## [Goal]
List every line in the entries below that contains the word "Query", matching its capitalization exactly.

***** Dataset *****

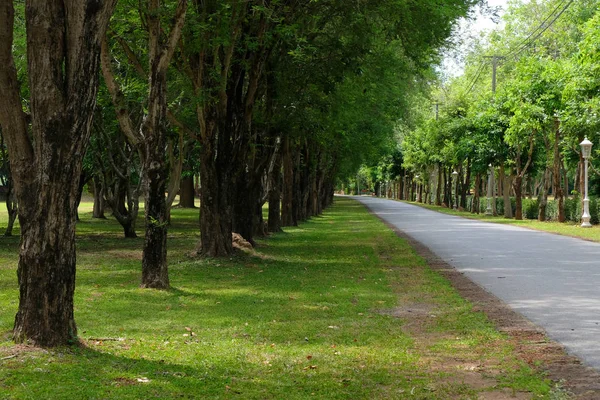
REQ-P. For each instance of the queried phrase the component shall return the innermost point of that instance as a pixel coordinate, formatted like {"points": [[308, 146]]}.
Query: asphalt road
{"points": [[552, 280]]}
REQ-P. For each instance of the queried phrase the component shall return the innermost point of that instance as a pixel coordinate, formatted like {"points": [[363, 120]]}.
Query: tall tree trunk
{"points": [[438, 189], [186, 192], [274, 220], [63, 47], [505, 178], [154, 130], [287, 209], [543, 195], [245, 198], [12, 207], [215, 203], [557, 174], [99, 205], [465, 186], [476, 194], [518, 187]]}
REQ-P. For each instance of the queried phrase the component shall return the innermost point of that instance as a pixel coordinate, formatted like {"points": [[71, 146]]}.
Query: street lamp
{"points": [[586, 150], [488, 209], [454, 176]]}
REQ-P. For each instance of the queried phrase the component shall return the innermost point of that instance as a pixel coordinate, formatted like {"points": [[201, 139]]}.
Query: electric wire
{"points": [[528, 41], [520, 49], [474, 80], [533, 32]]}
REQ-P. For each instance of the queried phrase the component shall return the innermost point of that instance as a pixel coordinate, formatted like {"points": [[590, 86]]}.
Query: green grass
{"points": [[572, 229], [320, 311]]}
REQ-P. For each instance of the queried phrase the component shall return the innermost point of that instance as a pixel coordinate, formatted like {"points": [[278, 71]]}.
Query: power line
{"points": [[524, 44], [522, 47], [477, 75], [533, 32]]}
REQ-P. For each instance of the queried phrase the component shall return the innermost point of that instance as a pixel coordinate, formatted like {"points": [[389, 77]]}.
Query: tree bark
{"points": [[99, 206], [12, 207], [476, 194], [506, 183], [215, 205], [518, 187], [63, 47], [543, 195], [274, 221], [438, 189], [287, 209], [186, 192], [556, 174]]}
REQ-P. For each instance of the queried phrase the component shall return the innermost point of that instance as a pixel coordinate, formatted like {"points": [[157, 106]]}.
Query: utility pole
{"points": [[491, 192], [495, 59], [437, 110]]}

*****
***** Dataset *****

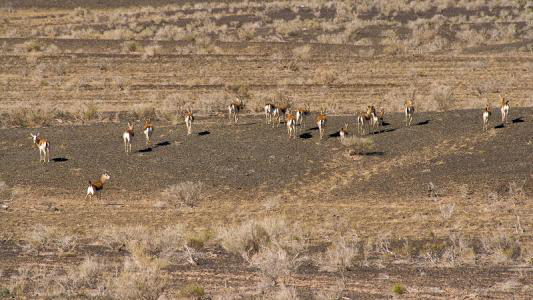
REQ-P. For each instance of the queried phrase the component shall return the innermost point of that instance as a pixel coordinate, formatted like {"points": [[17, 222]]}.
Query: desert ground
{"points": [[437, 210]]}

*****

## [Response]
Query: asphalt road
Query: tall tree trunk
Query: street lamp
Query: electric wire
Query: green grass
Query: power line
Query: tree bark
Query: utility pole
Query: desert ground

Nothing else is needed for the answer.